List every line in the listing below that contains the word "pillar", copying each line in full. Case counts.

Data records:
-- START --

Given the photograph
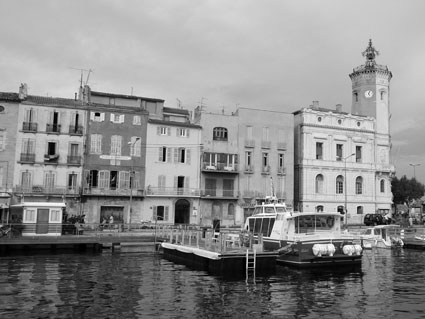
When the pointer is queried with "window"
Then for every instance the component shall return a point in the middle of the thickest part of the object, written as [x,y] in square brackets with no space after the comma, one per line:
[382,186]
[72,181]
[49,180]
[319,184]
[231,210]
[220,134]
[55,216]
[339,152]
[265,160]
[160,212]
[340,185]
[29,216]
[163,130]
[116,141]
[358,154]
[97,116]
[359,185]
[96,144]
[135,146]
[182,132]
[248,158]
[163,154]
[137,120]
[319,150]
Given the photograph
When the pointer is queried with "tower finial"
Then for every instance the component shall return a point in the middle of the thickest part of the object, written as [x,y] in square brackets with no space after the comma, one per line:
[370,53]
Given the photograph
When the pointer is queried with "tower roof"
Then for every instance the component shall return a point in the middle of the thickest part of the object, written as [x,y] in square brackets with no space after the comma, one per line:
[370,65]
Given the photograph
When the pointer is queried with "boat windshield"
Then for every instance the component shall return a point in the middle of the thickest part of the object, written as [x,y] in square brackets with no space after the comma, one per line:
[312,223]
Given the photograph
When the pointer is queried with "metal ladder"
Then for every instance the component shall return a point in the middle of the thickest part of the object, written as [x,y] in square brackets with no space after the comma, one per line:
[251,260]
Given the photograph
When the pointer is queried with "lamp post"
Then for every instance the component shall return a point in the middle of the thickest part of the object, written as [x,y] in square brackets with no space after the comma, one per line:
[345,186]
[414,169]
[130,209]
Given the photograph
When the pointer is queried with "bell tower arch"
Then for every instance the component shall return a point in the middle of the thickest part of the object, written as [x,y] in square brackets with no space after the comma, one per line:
[371,90]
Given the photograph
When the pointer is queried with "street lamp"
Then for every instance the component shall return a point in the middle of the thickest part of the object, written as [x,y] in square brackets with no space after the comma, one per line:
[130,209]
[414,169]
[345,186]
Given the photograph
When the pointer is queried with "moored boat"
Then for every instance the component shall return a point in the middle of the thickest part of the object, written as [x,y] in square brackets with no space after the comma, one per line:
[303,239]
[382,236]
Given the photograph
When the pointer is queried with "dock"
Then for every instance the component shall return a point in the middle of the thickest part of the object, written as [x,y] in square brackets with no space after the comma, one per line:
[220,253]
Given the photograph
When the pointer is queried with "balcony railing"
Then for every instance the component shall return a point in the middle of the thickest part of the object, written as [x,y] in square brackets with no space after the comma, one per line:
[27,157]
[220,167]
[112,192]
[53,128]
[51,159]
[219,193]
[249,143]
[46,190]
[76,129]
[74,159]
[172,191]
[29,127]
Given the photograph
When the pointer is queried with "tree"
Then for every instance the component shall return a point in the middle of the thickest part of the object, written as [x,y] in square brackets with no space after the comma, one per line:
[406,191]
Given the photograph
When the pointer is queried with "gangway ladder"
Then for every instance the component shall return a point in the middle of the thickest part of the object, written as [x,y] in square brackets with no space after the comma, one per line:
[251,261]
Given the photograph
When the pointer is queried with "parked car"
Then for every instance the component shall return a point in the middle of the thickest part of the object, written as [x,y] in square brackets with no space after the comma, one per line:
[374,219]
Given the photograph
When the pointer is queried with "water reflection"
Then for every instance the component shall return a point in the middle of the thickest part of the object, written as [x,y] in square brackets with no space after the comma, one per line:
[143,285]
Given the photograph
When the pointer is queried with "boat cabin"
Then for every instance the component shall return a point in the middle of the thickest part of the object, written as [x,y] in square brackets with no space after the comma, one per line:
[38,218]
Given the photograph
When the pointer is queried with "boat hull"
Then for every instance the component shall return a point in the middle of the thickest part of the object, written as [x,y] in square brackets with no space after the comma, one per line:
[301,254]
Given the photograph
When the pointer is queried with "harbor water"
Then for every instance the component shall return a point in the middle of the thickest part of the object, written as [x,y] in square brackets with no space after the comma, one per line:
[390,284]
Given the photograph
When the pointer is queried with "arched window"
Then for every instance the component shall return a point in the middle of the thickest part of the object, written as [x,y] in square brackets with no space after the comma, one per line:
[319,184]
[220,134]
[340,184]
[231,210]
[382,186]
[359,185]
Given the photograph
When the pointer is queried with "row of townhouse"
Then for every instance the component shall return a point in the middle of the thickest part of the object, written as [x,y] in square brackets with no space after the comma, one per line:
[136,160]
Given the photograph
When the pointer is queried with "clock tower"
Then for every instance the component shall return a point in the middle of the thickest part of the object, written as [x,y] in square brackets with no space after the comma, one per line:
[370,89]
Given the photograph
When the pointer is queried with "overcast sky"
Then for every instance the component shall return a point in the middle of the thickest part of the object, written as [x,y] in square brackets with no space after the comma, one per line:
[274,54]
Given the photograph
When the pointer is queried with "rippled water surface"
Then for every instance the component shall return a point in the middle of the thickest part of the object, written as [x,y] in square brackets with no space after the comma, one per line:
[391,284]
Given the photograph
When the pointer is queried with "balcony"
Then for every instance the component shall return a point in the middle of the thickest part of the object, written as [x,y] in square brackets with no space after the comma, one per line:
[265,170]
[53,128]
[29,127]
[220,168]
[27,158]
[219,193]
[46,190]
[74,160]
[51,159]
[76,130]
[172,191]
[266,144]
[249,143]
[99,191]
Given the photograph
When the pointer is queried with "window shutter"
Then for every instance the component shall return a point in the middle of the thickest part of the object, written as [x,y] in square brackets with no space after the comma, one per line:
[161,159]
[176,155]
[188,156]
[154,212]
[166,213]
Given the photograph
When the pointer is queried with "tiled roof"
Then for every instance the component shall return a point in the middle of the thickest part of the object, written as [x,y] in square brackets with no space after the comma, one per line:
[8,96]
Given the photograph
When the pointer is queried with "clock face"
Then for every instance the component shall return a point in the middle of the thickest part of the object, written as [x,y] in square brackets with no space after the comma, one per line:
[368,93]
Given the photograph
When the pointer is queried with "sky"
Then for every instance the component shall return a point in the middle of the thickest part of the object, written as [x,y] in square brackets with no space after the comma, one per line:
[224,54]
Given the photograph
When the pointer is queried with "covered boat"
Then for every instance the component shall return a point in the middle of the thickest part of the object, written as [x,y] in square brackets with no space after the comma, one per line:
[303,239]
[382,236]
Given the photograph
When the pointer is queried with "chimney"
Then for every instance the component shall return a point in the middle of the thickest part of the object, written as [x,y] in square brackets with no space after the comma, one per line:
[338,108]
[23,91]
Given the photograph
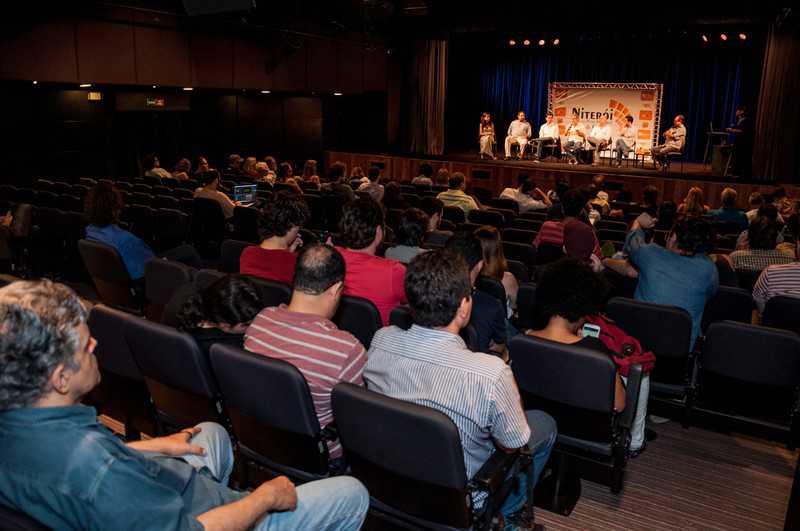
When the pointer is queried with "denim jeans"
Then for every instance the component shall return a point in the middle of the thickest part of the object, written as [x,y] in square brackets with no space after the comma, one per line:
[543,436]
[338,503]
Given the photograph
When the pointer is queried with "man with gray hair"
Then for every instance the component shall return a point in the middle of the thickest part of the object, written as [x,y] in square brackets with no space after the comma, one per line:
[59,465]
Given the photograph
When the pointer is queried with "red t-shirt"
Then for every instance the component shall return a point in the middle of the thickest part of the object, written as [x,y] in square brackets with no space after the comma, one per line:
[270,264]
[374,278]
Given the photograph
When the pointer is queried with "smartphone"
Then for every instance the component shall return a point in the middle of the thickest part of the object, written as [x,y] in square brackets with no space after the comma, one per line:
[590,330]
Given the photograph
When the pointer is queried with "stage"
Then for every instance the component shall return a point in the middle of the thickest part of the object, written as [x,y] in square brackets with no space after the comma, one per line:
[498,174]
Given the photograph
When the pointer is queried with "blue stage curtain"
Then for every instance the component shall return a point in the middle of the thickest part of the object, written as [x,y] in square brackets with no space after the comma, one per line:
[705,85]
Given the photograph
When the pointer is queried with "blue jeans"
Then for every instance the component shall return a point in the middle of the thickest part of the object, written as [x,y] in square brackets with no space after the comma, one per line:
[543,436]
[338,503]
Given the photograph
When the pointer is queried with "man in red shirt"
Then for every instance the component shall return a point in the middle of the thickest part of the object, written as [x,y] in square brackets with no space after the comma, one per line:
[374,278]
[279,225]
[302,332]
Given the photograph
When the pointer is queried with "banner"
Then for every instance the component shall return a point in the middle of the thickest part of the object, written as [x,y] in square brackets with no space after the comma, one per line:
[614,100]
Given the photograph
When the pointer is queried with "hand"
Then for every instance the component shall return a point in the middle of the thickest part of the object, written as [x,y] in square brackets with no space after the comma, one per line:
[281,492]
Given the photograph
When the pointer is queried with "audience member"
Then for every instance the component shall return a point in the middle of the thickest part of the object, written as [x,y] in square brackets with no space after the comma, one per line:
[221,312]
[372,187]
[302,332]
[482,399]
[523,195]
[408,236]
[210,190]
[728,211]
[455,195]
[488,317]
[62,467]
[494,262]
[424,177]
[279,226]
[369,276]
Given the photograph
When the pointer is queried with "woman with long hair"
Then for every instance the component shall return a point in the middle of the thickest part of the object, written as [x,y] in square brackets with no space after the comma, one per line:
[486,135]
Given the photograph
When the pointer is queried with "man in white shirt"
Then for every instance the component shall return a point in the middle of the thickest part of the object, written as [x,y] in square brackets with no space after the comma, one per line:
[524,195]
[548,135]
[576,135]
[675,138]
[626,141]
[600,136]
[518,133]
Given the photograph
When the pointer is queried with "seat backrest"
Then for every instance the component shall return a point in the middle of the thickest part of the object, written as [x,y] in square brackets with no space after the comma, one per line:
[752,354]
[177,373]
[782,312]
[277,421]
[107,326]
[230,252]
[413,463]
[358,316]
[574,384]
[728,304]
[164,277]
[108,273]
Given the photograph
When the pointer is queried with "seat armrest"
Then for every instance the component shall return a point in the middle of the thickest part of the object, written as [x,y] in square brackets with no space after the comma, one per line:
[494,471]
[631,396]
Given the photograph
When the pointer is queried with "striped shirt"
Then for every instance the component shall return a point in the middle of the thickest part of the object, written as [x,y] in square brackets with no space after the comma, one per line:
[324,354]
[783,279]
[434,368]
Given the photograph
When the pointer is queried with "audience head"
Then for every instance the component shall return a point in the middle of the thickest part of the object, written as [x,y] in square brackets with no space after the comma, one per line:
[438,289]
[494,261]
[465,244]
[283,217]
[763,234]
[570,290]
[319,273]
[691,236]
[45,346]
[361,226]
[457,181]
[103,205]
[433,208]
[229,304]
[412,228]
[426,169]
[728,198]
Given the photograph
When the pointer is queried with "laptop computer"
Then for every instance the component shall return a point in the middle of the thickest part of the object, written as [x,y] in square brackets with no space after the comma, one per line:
[245,194]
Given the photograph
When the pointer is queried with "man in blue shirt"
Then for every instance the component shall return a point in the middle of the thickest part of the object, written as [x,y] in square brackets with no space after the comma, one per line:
[64,469]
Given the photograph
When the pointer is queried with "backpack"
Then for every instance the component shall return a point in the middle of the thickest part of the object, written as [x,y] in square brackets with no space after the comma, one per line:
[627,349]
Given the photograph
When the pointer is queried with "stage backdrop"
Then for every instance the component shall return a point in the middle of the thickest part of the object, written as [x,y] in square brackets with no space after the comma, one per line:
[614,100]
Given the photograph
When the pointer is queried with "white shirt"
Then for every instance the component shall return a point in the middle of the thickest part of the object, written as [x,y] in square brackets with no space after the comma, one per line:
[519,129]
[601,131]
[548,131]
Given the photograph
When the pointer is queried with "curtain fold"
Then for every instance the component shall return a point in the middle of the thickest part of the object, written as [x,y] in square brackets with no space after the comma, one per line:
[775,154]
[427,97]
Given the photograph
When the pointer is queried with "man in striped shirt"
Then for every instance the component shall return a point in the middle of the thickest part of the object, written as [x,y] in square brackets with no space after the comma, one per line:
[430,365]
[303,334]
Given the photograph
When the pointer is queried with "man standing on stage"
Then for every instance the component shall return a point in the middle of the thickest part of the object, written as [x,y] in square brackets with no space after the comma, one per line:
[600,136]
[518,133]
[548,135]
[675,140]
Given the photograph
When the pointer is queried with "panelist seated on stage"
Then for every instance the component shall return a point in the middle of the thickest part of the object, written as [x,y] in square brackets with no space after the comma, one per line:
[548,135]
[525,195]
[518,133]
[600,136]
[675,139]
[626,141]
[575,138]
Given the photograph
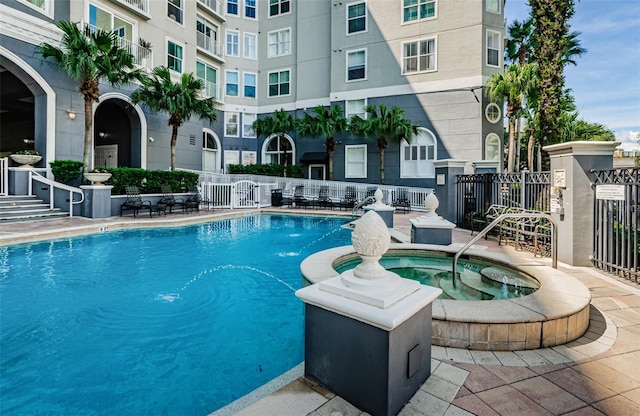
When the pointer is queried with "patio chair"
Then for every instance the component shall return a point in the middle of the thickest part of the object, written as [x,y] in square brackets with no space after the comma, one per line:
[402,200]
[135,203]
[169,200]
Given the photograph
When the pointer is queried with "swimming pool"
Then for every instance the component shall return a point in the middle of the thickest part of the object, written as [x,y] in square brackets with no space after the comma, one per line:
[157,321]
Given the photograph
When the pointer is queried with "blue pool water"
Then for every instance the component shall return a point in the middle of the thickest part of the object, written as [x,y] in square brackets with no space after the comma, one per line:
[157,321]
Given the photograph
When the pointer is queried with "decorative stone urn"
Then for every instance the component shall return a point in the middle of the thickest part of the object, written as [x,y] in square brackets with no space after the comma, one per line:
[26,161]
[98,178]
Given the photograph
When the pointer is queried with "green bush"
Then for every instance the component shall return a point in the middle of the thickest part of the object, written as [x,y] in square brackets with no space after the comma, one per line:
[66,171]
[270,169]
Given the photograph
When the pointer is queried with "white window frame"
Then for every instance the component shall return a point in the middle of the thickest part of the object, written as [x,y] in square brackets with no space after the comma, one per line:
[181,59]
[180,7]
[229,123]
[365,17]
[246,7]
[488,114]
[245,84]
[418,56]
[250,46]
[498,6]
[418,18]
[419,164]
[348,108]
[279,3]
[490,34]
[229,44]
[349,53]
[279,83]
[279,47]
[227,83]
[247,125]
[362,171]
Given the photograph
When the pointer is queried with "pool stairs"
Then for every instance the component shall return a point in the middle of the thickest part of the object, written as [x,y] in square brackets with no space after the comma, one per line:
[15,208]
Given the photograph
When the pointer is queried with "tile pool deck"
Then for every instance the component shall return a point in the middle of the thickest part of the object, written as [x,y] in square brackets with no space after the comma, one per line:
[598,374]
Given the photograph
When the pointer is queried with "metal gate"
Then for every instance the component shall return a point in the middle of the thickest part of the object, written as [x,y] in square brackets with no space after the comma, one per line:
[616,235]
[245,195]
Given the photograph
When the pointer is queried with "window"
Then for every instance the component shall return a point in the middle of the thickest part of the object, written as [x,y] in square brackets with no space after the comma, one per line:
[104,20]
[492,113]
[493,6]
[279,83]
[233,43]
[419,56]
[357,18]
[209,76]
[414,10]
[247,125]
[356,65]
[249,83]
[492,147]
[232,83]
[250,45]
[493,48]
[231,124]
[355,108]
[280,43]
[175,10]
[250,9]
[277,7]
[355,160]
[174,56]
[249,158]
[417,157]
[232,7]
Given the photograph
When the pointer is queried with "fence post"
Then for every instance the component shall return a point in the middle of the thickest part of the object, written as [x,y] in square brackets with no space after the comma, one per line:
[571,164]
[446,172]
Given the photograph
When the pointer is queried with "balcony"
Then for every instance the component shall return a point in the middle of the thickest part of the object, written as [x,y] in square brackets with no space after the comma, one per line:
[210,46]
[215,7]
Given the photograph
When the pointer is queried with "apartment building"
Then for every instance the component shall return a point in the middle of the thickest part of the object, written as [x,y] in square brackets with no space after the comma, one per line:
[431,57]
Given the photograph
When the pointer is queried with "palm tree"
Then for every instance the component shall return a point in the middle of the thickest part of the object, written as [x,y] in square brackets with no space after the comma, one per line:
[326,123]
[180,99]
[279,123]
[383,126]
[90,57]
[513,86]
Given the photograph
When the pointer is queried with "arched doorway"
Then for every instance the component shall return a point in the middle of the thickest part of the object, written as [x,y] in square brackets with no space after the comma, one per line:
[117,134]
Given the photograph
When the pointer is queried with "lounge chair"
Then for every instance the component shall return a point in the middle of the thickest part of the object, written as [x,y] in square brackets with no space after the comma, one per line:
[402,200]
[169,200]
[135,203]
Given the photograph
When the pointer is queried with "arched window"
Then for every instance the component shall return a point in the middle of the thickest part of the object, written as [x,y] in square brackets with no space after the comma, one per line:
[492,147]
[417,158]
[278,150]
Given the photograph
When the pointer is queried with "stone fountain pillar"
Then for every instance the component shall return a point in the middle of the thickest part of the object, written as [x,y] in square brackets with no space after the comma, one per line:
[368,331]
[385,211]
[431,228]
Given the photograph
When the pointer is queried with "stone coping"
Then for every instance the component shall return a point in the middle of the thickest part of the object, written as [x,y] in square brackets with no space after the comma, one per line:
[558,312]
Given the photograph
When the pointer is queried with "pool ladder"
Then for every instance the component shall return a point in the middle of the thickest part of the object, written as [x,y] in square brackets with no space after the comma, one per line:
[498,220]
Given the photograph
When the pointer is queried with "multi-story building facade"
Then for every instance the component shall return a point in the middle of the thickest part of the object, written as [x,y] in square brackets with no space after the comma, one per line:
[431,57]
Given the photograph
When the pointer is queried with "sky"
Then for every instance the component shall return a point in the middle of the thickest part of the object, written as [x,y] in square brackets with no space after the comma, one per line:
[606,81]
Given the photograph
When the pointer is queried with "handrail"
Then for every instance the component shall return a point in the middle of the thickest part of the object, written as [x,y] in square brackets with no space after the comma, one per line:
[499,219]
[35,176]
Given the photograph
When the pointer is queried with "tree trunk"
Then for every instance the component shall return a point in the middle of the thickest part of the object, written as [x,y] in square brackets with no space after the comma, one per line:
[88,122]
[174,139]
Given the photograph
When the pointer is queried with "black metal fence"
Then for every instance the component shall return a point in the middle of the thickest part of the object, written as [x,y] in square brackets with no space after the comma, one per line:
[616,237]
[475,193]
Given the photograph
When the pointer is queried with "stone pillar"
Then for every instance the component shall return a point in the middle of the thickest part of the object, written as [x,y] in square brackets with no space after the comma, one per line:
[573,198]
[446,172]
[368,331]
[97,201]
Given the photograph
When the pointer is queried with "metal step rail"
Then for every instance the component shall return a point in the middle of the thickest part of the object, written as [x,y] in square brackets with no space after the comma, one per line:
[35,176]
[498,220]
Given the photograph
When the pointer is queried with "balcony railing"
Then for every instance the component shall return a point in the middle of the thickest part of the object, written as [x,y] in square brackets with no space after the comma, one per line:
[210,45]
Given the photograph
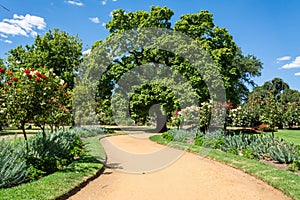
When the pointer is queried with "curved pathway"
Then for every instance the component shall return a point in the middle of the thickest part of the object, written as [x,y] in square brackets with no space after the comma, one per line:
[189,177]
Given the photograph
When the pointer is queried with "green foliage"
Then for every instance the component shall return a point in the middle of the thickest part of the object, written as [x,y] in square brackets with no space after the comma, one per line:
[13,168]
[55,50]
[238,142]
[58,184]
[199,139]
[53,152]
[294,167]
[283,152]
[168,136]
[266,128]
[236,70]
[233,151]
[90,131]
[249,153]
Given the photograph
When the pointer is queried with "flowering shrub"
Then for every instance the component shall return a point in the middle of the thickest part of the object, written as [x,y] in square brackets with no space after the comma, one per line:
[208,114]
[33,95]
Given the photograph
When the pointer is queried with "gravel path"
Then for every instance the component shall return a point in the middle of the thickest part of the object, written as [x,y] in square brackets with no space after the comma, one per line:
[135,175]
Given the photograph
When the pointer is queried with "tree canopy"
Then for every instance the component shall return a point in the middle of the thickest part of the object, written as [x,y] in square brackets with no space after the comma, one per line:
[236,70]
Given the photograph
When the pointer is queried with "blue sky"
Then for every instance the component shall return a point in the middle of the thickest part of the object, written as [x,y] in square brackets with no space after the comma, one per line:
[269,30]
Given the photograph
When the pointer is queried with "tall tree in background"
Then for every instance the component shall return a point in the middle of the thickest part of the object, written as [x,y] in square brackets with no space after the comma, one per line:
[236,69]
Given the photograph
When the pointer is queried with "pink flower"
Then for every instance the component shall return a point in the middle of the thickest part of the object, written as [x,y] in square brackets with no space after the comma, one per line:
[38,74]
[15,79]
[178,112]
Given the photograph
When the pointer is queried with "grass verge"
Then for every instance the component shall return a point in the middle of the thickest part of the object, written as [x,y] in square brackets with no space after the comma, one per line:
[62,183]
[289,135]
[285,181]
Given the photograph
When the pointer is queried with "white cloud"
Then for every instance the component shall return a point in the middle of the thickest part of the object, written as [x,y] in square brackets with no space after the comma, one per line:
[76,3]
[297,74]
[284,58]
[94,20]
[87,52]
[293,64]
[22,25]
[8,41]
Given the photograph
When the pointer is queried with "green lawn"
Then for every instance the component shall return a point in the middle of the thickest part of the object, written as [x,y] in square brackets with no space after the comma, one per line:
[62,182]
[289,135]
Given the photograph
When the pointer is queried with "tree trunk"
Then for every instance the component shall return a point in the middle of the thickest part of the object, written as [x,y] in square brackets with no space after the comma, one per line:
[161,124]
[25,136]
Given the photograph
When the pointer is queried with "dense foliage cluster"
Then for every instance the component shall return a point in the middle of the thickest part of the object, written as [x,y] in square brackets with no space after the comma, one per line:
[45,155]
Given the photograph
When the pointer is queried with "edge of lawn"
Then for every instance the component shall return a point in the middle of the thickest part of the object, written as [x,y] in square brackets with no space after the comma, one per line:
[285,181]
[66,182]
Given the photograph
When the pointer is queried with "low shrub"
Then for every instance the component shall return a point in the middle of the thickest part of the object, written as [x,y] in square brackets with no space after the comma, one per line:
[198,140]
[13,168]
[90,131]
[283,152]
[52,152]
[266,128]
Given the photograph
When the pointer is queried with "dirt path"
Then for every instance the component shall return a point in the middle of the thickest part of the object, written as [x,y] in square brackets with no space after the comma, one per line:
[189,177]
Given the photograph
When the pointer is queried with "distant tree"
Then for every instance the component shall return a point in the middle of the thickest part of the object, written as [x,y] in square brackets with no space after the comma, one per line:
[236,69]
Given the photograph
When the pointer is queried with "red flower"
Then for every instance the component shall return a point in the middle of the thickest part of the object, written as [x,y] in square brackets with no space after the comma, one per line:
[43,77]
[38,74]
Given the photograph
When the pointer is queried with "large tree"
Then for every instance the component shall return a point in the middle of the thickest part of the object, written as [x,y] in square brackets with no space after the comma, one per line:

-- END --

Full response:
When the pointer is queried with "stone fountain pillar"
When the pointer is queried with "stone pillar"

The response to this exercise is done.